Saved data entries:

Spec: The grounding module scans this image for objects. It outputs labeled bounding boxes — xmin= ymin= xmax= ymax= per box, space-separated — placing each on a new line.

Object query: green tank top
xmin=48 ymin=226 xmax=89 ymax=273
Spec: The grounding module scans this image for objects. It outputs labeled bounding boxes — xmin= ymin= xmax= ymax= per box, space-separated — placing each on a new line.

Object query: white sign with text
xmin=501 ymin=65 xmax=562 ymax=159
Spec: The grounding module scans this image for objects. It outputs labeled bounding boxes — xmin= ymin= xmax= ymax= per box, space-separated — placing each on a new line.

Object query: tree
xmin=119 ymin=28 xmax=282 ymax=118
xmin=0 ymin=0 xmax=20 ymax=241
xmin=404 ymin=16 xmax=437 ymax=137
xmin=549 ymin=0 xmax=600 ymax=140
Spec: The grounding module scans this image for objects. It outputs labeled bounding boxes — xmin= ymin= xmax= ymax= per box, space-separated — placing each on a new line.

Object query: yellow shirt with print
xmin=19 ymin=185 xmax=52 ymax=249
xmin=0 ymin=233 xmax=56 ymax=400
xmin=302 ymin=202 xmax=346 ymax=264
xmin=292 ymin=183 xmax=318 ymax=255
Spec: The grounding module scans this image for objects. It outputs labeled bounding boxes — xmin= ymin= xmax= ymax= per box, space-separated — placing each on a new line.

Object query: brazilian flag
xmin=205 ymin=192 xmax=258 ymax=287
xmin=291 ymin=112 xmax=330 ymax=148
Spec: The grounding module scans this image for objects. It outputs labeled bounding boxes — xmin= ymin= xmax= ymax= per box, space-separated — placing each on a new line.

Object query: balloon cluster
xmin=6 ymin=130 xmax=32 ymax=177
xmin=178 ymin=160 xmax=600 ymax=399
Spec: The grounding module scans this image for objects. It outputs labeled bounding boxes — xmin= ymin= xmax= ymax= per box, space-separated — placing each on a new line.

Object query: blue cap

Exercise: Every record shown above should be given back exactly.

Answer for the task:
Spec: The grounding module scans this image for objects. It outputs labeled bounding boxes — xmin= ymin= xmax= ymax= per box, space-separated — placing each on a new line.

Object query: green tank top
xmin=48 ymin=226 xmax=89 ymax=273
Spec: The grounding module scans this image for objects. It outputs labeled bounding boxes — xmin= ymin= xmax= ymax= per box, space-separated — placing each on a new line.

Object query: white sign with text
xmin=501 ymin=65 xmax=562 ymax=159
Spec: The grounding module scans this image for objects. It outputs labeled bounding boxes — xmin= ymin= xmax= ymax= per box, space-separated — placing each on a new line.

Object query: tree
xmin=119 ymin=28 xmax=282 ymax=118
xmin=0 ymin=0 xmax=20 ymax=241
xmin=404 ymin=16 xmax=437 ymax=137
xmin=549 ymin=0 xmax=600 ymax=140
Spec: The grounding module scans this image for objects. It outputs labeled bounding boxes — xmin= ymin= xmax= ymax= per box, space-separated — placing each on a new line.

Object query: yellow shirt with print
xmin=19 ymin=185 xmax=52 ymax=249
xmin=0 ymin=233 xmax=56 ymax=400
xmin=302 ymin=202 xmax=346 ymax=264
xmin=292 ymin=183 xmax=318 ymax=255
Spec: The grounding module scans this image for objects. It outputs labeled bounding boxes — xmin= ymin= xmax= ymax= per box, space-separated — placing each on a new line.

Object query: brazilian flag
xmin=205 ymin=192 xmax=258 ymax=287
xmin=291 ymin=112 xmax=330 ymax=148
Spec: The grounding module scans this image for objects. It outputs labeled bounding boxes — xmin= ymin= xmax= ymax= per box, space-separated — placing each on a new line.

Object query: balloon cluster
xmin=6 ymin=130 xmax=32 ymax=177
xmin=178 ymin=160 xmax=600 ymax=399
Spec: The grounding module scans this image for objects. It outputs labeled bounding boxes — xmin= ymin= xmax= ymax= per box, space-separated — placing each on a new line.

Object query: blue cap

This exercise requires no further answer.